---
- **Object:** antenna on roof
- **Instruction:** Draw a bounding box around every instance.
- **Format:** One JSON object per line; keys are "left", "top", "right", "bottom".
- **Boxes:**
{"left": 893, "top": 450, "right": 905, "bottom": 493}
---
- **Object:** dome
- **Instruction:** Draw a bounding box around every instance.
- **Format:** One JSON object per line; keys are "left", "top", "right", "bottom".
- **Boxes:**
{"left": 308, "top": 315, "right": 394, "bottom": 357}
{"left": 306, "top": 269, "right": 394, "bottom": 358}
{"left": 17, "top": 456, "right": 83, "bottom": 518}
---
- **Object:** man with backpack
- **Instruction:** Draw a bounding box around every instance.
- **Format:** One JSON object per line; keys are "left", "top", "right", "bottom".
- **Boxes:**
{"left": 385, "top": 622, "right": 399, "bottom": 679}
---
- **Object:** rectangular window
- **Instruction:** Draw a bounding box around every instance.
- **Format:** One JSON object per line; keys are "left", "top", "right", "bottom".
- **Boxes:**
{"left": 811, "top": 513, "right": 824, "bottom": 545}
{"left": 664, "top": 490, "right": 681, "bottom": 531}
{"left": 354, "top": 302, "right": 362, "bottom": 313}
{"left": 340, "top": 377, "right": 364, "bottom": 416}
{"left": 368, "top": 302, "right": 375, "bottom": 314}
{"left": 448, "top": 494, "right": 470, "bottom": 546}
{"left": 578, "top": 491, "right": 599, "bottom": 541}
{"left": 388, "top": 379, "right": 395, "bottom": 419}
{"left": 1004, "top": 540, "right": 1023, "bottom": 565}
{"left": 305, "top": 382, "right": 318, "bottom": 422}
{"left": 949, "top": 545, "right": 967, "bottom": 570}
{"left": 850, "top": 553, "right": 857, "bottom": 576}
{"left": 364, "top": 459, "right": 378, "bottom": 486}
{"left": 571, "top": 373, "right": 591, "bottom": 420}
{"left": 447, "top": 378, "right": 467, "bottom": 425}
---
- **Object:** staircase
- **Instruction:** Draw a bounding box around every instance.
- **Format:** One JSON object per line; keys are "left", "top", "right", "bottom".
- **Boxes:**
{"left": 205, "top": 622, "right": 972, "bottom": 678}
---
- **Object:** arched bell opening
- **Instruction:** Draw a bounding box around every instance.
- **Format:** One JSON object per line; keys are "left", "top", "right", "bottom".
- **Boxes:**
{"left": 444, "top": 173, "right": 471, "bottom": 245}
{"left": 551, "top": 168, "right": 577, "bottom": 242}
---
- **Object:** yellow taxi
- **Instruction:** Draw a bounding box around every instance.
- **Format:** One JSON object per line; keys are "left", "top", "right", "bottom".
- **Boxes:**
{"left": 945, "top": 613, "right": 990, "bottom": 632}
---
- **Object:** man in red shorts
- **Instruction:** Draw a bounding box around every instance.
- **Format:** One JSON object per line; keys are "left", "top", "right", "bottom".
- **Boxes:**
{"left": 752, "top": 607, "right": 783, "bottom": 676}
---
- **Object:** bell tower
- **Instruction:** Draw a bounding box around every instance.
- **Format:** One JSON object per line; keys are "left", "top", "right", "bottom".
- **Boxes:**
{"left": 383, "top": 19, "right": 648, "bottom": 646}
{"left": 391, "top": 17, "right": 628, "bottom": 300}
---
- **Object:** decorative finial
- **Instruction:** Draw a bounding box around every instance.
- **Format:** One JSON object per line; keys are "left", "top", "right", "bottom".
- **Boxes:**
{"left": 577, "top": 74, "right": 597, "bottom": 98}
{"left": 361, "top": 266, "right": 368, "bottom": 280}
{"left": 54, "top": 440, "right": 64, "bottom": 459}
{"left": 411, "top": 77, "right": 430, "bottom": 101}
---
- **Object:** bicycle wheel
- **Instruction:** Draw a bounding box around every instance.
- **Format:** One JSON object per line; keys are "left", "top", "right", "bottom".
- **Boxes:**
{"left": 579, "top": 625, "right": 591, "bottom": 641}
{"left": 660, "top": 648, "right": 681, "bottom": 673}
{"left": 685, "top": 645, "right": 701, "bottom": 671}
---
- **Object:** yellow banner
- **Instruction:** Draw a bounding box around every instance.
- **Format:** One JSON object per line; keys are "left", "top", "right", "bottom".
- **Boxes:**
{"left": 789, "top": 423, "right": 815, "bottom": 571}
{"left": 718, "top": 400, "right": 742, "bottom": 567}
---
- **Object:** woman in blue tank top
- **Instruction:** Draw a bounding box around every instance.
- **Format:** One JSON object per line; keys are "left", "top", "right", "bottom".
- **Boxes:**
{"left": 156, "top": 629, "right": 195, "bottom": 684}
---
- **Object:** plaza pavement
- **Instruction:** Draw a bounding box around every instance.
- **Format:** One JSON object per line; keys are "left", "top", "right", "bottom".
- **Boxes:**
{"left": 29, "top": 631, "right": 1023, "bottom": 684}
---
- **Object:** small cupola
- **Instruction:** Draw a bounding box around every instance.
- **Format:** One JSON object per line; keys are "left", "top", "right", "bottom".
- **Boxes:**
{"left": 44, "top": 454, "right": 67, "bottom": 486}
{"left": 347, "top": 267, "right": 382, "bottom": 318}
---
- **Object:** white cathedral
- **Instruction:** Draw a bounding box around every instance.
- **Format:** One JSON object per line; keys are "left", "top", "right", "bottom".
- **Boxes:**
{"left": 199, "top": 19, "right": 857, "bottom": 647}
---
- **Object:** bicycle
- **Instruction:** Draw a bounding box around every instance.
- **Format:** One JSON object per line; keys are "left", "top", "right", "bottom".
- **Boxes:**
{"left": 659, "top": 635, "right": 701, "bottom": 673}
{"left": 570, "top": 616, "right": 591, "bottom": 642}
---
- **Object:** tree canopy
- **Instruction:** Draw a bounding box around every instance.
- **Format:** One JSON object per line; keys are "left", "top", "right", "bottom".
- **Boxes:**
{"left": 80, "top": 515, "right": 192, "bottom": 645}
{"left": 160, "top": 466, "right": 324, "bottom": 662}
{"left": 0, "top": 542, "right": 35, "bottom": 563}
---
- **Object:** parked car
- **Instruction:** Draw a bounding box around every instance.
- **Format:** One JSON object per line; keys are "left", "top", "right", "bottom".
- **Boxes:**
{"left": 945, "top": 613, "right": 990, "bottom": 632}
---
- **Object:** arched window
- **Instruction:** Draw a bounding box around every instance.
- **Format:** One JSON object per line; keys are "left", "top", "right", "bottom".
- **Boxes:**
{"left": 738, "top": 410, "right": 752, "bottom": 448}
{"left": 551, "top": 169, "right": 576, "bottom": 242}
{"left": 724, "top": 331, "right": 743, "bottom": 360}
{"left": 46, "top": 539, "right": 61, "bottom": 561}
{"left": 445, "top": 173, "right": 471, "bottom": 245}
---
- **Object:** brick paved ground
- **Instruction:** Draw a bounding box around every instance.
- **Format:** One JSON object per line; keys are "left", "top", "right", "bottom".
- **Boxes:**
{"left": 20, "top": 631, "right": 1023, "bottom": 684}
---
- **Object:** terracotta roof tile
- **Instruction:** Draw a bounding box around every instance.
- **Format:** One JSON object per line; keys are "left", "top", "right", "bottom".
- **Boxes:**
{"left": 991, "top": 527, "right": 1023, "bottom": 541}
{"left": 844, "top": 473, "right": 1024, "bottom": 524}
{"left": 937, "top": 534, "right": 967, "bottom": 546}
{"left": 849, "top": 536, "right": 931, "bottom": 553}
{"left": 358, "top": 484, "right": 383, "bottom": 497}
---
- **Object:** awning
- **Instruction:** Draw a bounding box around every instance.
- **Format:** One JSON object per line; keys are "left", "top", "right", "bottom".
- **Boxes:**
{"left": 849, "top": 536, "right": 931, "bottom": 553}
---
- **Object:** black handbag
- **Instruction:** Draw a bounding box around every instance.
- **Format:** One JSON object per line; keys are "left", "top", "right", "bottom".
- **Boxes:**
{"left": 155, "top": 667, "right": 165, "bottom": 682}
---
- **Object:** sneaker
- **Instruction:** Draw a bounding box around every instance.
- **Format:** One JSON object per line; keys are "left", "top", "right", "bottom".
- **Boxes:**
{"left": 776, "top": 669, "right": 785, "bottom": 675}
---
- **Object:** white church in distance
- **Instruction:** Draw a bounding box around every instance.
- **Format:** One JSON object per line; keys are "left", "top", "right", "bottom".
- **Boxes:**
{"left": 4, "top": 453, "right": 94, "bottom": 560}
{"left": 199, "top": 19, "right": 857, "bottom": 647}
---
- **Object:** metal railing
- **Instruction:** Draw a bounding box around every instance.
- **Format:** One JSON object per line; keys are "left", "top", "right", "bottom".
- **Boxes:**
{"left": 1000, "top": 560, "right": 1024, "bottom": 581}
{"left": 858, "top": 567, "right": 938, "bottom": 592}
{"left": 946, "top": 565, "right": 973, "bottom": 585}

★ ★ ★ ★ ★

- [Task to complete] Among the lines above, show every one that contains the string "bell".

- [Exercise output]
- **Object:** arched bell opening
- **Object:** bell tower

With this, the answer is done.